* [Work request]
Return only the line containing "Target: bed frame" and each line after it, exactly as written, through the end of the records.

[Referring expression pointing data]
*** Begin section ***
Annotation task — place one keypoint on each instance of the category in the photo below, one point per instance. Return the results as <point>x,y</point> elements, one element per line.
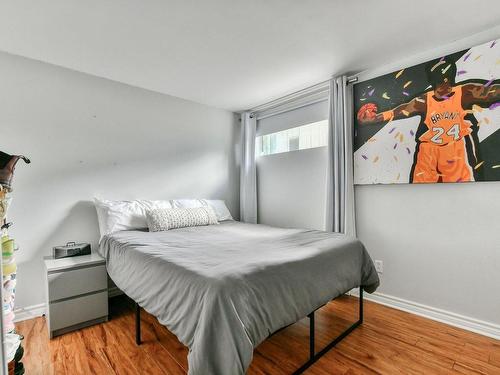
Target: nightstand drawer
<point>78,310</point>
<point>76,282</point>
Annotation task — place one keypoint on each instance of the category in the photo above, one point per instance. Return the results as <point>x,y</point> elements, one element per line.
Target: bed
<point>223,289</point>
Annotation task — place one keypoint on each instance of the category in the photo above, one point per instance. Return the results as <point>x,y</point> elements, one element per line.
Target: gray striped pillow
<point>163,219</point>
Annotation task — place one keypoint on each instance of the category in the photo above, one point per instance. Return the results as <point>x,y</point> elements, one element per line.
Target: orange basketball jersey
<point>445,119</point>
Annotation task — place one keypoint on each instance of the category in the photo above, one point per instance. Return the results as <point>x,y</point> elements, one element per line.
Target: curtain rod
<point>314,89</point>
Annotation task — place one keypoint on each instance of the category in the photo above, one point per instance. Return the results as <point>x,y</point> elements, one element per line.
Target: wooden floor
<point>389,342</point>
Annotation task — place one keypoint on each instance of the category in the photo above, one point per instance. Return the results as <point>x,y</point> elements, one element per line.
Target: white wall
<point>87,137</point>
<point>440,243</point>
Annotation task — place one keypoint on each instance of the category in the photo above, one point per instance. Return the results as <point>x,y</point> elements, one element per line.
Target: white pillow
<point>115,216</point>
<point>218,205</point>
<point>171,218</point>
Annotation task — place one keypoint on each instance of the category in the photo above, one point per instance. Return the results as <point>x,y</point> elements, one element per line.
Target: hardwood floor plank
<point>388,342</point>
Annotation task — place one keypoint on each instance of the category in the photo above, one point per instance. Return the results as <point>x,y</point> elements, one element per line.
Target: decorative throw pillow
<point>171,218</point>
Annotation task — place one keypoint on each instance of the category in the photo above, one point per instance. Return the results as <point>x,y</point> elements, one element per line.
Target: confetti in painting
<point>434,122</point>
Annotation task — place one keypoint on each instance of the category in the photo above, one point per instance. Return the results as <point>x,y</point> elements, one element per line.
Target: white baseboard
<point>29,312</point>
<point>461,321</point>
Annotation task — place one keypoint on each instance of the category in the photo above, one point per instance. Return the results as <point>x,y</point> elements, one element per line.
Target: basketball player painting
<point>441,154</point>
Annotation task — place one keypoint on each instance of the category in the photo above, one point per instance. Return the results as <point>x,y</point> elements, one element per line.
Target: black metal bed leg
<point>361,305</point>
<point>137,324</point>
<point>312,349</point>
<point>313,356</point>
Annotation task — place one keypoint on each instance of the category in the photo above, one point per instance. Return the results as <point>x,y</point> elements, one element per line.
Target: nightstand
<point>77,293</point>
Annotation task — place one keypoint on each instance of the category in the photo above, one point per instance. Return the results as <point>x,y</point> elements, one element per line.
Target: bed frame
<point>313,355</point>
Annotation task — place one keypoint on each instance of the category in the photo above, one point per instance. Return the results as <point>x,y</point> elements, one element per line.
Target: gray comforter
<point>223,289</point>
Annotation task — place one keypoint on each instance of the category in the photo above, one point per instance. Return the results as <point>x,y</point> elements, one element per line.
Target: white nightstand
<point>77,293</point>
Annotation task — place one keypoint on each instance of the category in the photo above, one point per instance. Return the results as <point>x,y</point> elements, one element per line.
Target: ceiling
<point>232,54</point>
*** End section ***
* [Solution for this task]
Target: bed frame
<point>313,355</point>
Annotation task — place one keypoint on each instance of the category in the photo above, one point per instance. Return the results as <point>x,y</point> elements, one element per line.
Target: gray comforter
<point>223,289</point>
Annotation task — place one keypoint on each instance of the category in the photo above, one point per instance. Return the results as <point>x,y</point> elements, one element per line.
Target: white nightstand
<point>77,293</point>
Annotation task — place one keypoint on each instance of the category in the photo above, one point per instance. Return the results as <point>x,y</point> elements, one element per line.
Target: ceiling
<point>232,54</point>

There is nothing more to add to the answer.